* **Request**: Select every line of the rows below that contains the string "item", and copy each such line. Matching is case-sensitive.

========================

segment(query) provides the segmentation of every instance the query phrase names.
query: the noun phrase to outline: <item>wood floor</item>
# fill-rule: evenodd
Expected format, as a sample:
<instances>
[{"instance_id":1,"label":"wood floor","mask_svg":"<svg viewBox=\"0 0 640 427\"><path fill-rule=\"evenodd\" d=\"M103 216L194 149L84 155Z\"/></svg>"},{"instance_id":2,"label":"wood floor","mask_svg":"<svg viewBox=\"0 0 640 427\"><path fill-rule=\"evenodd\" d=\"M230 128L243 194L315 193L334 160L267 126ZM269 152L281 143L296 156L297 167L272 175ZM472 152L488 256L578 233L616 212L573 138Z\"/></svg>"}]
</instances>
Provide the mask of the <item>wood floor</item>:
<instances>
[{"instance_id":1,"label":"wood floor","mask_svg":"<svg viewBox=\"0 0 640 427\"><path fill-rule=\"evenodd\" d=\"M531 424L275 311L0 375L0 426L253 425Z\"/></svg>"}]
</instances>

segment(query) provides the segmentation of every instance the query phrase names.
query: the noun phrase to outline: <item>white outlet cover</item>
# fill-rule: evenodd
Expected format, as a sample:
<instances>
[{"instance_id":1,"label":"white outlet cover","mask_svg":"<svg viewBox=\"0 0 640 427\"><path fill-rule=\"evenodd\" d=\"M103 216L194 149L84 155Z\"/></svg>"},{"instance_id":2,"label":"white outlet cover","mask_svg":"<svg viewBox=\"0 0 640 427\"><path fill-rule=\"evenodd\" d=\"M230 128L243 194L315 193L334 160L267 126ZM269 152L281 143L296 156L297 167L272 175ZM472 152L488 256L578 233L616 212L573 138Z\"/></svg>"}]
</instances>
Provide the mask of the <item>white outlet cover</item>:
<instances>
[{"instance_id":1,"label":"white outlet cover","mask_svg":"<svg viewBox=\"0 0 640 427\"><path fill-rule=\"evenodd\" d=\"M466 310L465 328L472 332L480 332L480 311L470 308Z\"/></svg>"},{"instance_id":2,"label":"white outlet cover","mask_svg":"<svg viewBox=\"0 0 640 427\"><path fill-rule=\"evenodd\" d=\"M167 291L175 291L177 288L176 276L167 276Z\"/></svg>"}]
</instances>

========================

* **Task solution**:
query: the noun phrase to outline: <item>wood floor</item>
Provide the mask of the <item>wood floor</item>:
query: the noun phrase to outline: <item>white outlet cover</item>
Provide the mask of the <item>white outlet cover</item>:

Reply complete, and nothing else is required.